WELCOME to Edition 6
"The Point of No Return"
Why do I believe that I am an alcoholic?
Speaking for myself and not anyone else, I have come to
believe that I have within thyself the point of no return. Call it
what you like...but I know that the so called disease of
alcoholism does exist. Not proven to be a disease, there is
definitely something within me that in my twenty-eight years as
an active consumer, that I could not put a finger on it.
Why did I pick up after at least one hundred times that I told
myself that I would never drink again? Having woke up from so
many black outs, not remembering the night before...in a jail, in
a hospital, or even in a strange bed.
Is it a lack of self control? No! I know that I have much
control. What I do believe today is that within me there is the
disease of alcoholism and the point of no return.
It is Super Bowl Sunday. I'm married and raising two step
kids. I decide to stay home with a six-pack of beer and enjoy
the game with my family. I start drinking one, two, three,
four...and at some point I lose the self control of reality. Not
only do I finish five and six, but I leave my family to drive drunk
for another six-pack, or, even a twelve-pack. I HAVE
REACHED THE POINT OF NO RETURN. I would then
return to drink until I passed out.

___

### Task set:
a: Retype the section of the essay on alcoholism starting at "WELCOME to Edition" and ending at "a strange bed.".
b: In the essay on alcoholism, what places does the writer name as spots they woke up in after blackouts?
c: Carry on the essay on alcoholism from its final sentence, in the same first-person voice.

___

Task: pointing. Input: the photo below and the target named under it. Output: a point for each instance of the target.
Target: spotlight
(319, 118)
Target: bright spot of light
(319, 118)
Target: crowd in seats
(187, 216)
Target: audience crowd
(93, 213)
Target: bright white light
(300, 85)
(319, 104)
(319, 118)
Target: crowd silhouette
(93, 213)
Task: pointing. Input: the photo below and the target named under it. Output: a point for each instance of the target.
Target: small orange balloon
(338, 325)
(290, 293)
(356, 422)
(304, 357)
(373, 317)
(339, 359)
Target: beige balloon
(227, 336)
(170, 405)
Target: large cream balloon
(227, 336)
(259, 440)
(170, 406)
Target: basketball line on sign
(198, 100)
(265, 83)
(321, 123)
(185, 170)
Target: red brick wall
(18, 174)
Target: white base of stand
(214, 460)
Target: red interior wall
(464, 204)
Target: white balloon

___

### Exercise results:
a:
WELCOME to Edition 6
"The Point of No Return"
Why do I believe that I am an alcoholic?
Speaking for myself and not anyone else, I have come to
believe that I have within thyself the point of no return. Call it
what you like...but I know that the so called disease of
alcoholism does exist. Not proven to be a disease, there is
definitely something within me that in my twenty-eight years as
an active consumer, that I could not put a finger on it.
Why did I pick up after at least one hundred times that I told
myself that I would never drink again? Having woke up from so
many black outs, not remembering the night before...in a jail, in
a hospital, or even in a strange bed.

b: In a jail, in a hospital, and in a strange bed.

c:
Could I ever stop at one drink? Of course I could.
Could I ever stop at just two drinks? Of course I could.
The reasoning was I had yet to reach the point of no return.
But, give me that third drink...you just as well give me the whole
No matter what excuses I can muster up in my subconscious,
the fact is that I am an alcoholic. Always will be to the day they
lay me to rest.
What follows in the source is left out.